PROBLEM — In this exercise, restate the listing word for word.
^^^^^^^^^^^^^^^^
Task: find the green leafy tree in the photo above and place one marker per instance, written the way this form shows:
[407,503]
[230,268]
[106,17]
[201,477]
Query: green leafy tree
^^^^^^^^^^^^^^^^
FINISHED TASK —
Task: find the green leafy tree in the photo above and place one marker per instance, written the way this form shows:
[407,503]
[230,268]
[106,17]
[201,477]
Query: green leafy tree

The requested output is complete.